[Instructions for the task]
Make an exact copy of the records, and keep the pictures out of it.

Photo-based referring expression data
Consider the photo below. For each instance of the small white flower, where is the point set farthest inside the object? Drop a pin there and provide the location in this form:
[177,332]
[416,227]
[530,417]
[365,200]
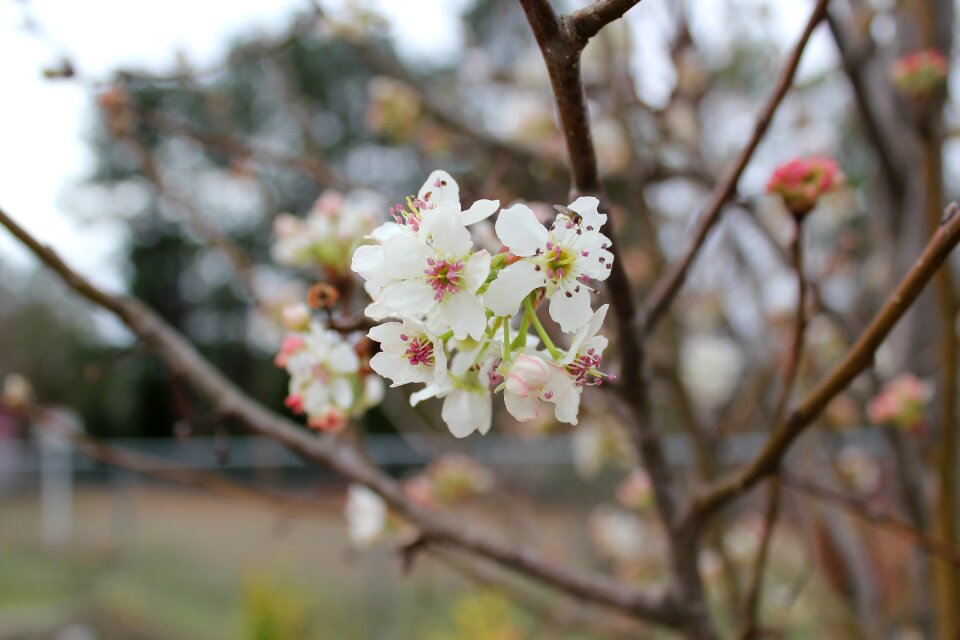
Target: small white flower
[324,378]
[409,353]
[531,379]
[366,515]
[583,358]
[327,236]
[561,259]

[Solved exercise]
Consider the photo below. For each instance of the small white flower, where is the point set farthest inside the object? Drop a pin there and provide the location in this form:
[177,332]
[416,227]
[530,417]
[365,200]
Target: small white flower
[324,378]
[409,353]
[531,379]
[366,515]
[583,358]
[327,236]
[561,259]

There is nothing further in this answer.